Document section
____

What can be done? There is an obvious case from the standpoint of climate change to
‘leave the oil in the soil’, so as to avoid not only the looting and all that goes with it in political, economic, ecological and public health degradation, as Nnimmo Bassey explains in the 2011 book,
To Cook a Continent – but justice would demand that in compensation, the North pay a climate debt to
ordinary Nigerians, not venal politicians running the state. The superb Benin City-based advocacy group
Environmental Rights Action makes this case.
The outflow of wealth was slowed decisively on one occasion, five years ago, when activists of the Movement for the Emancipation of the Niger Delta (MEND) sabotaged pipelines so often that by the end of 2008 oil production was cut to half the prior year’s level. This followed a period of turmoil after Ken Saro-Wiwa’s non-violent fight against pollution and underdevelopment a quarter century ago ended in his execution in December 1995, even though Nelson Mandela had personally intervened against the then dictator Sani Abacha.
I was asked to write the Foreword to a brilliant 2013 book about MEND, Temitope Oriola’s
Criminal Resistance, which uses social psychology as well as political economy to unearth why oil generates such intense resistance. By all accounts, forces posing as MEND more recently degenerated into opportunistic activity, in contrast to the politically-‘liberatory’ kidnapping of the early years. Their former leader, Henry Okah, got a 24-year sentence from a South African judge for supporting car-bombing terrorism in 2012 and he tried to escape a Pretoria prison
twice in the last two months, including earlier this month. And although an amnesty led to substantial MEND disarmament once Nigeria’s president Goodluck Jonathan (a Delta native) came to power, this year has witnessed a resurgence of
kidnapping and
sabotage, which in the last two months disabled Shell and Agip pipelines carrying more than a fifth of Nigeria’s crude to ships.

____

Source material

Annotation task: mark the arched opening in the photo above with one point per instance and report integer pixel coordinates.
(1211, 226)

____

Exercise description
Rewrite the text on Nigerian oil between "What can be" and "makes this case.", inclusive, replacing "climate debt" with "ecological debt".

Solution below
What can be done? There is an obvious case from the standpoint of climate change to
‘leave the oil in the soil’, so as to avoid not only the looting and all that goes with it in political, economic, ecological and public health degradation, as Nnimmo Bassey explains in the 2011 book,
To Cook a Continent – but justice would demand that in compensation, the North pay a ecological debt to
ordinary Nigerians, not venal politicians running the state. The superb Benin City-based advocacy group
Environmental Rights Action makes this case.